[start Data supplied]

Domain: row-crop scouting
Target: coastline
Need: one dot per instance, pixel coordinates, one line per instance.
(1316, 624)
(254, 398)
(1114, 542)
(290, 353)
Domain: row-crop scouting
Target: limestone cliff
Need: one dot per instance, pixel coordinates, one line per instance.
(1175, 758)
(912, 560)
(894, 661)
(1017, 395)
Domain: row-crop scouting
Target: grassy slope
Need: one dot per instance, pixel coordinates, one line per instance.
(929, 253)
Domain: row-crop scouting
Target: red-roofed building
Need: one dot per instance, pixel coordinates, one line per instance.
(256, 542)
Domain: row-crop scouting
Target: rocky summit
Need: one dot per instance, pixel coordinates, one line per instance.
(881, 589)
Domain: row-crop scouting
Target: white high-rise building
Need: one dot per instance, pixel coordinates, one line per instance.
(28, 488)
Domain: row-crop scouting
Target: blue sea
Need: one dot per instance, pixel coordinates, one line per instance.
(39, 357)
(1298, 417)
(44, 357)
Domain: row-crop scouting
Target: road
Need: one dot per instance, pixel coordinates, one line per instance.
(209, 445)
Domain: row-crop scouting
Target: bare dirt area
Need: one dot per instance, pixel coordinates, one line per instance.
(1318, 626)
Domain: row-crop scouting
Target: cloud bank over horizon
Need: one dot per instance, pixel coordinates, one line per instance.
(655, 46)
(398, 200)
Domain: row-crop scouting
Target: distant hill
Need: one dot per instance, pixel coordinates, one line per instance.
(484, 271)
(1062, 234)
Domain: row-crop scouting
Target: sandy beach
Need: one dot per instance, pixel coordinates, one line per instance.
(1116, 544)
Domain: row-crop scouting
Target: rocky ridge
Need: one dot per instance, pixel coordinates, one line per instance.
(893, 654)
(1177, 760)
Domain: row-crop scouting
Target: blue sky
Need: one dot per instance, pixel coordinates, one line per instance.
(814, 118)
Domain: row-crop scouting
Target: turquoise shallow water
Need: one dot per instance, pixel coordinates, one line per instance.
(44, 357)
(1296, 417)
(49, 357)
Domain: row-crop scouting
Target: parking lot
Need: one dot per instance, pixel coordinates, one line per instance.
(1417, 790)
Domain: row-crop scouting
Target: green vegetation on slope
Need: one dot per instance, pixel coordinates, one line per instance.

[end Data supplied]
[start Data supplied]

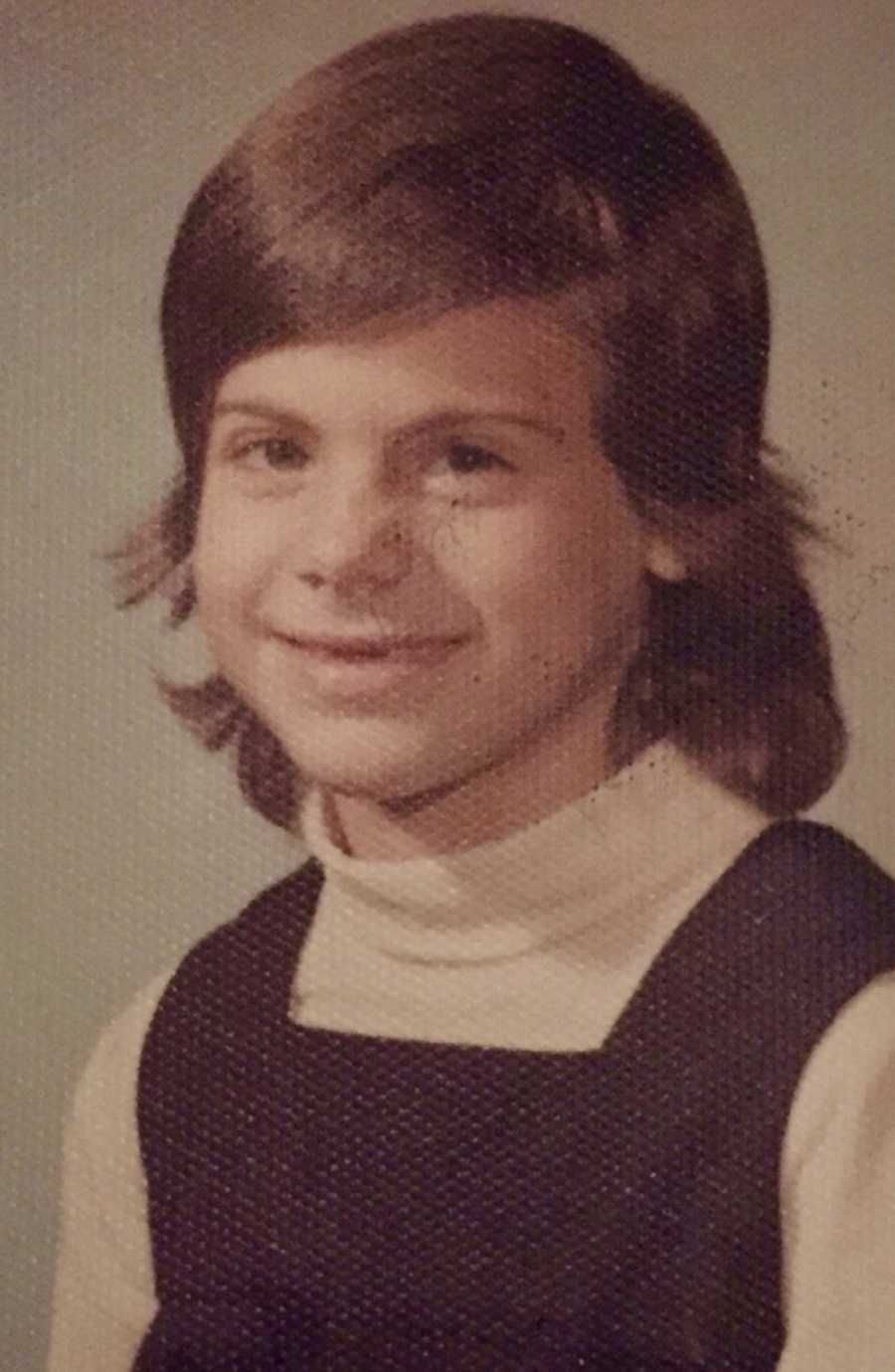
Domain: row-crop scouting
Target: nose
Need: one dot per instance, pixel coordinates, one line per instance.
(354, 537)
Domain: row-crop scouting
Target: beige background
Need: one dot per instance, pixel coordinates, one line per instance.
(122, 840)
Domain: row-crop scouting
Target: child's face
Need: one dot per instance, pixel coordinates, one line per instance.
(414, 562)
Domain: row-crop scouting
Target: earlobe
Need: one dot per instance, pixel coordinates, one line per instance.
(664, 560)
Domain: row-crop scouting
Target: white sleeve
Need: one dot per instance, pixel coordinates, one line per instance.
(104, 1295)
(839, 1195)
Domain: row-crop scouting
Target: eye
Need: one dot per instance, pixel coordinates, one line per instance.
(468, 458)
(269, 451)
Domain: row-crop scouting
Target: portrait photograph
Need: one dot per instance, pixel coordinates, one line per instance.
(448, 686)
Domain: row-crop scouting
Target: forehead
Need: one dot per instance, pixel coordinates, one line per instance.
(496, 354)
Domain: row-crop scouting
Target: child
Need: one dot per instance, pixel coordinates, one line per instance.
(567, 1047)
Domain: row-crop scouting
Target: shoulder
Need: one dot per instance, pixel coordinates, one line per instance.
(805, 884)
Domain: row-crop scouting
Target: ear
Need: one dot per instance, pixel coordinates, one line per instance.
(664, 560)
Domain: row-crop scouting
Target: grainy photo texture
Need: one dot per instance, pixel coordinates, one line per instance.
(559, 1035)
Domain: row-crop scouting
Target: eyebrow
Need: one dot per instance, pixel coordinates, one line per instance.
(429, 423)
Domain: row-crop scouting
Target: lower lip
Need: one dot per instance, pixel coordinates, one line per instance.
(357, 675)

[end Data supplied]
[start Data supplied]

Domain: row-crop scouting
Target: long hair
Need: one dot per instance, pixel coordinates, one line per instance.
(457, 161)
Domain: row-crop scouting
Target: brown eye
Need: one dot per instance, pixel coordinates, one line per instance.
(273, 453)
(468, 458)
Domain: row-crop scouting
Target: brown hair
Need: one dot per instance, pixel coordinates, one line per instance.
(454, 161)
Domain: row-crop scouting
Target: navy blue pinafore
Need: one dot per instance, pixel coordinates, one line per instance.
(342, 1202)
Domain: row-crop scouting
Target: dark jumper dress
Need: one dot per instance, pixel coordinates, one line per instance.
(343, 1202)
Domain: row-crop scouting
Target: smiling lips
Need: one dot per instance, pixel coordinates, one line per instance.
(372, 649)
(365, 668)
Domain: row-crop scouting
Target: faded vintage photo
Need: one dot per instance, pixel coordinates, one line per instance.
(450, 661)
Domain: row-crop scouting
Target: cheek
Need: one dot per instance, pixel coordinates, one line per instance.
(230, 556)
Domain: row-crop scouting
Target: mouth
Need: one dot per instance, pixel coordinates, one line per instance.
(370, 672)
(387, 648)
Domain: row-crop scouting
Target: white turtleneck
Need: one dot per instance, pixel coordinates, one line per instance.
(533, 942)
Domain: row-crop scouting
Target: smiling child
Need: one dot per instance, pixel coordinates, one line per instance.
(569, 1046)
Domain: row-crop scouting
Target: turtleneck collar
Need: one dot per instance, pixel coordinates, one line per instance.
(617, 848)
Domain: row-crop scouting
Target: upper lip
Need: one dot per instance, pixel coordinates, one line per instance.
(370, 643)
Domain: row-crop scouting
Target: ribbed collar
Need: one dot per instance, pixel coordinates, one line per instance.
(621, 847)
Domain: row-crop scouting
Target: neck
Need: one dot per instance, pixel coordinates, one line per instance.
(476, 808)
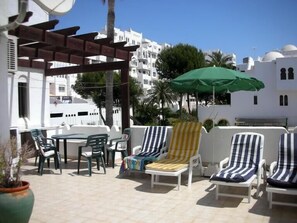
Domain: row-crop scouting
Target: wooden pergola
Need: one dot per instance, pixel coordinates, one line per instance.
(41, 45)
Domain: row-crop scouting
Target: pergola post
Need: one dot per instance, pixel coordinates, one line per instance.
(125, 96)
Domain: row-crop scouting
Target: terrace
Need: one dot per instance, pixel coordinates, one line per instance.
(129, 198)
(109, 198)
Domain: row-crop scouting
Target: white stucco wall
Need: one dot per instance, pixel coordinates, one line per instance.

[end Data supplied]

Exercise prompt:
Pull out every line above that contains the word "smiling", copying each one in full.

Response:
Target: smiling lips
Target: smiling child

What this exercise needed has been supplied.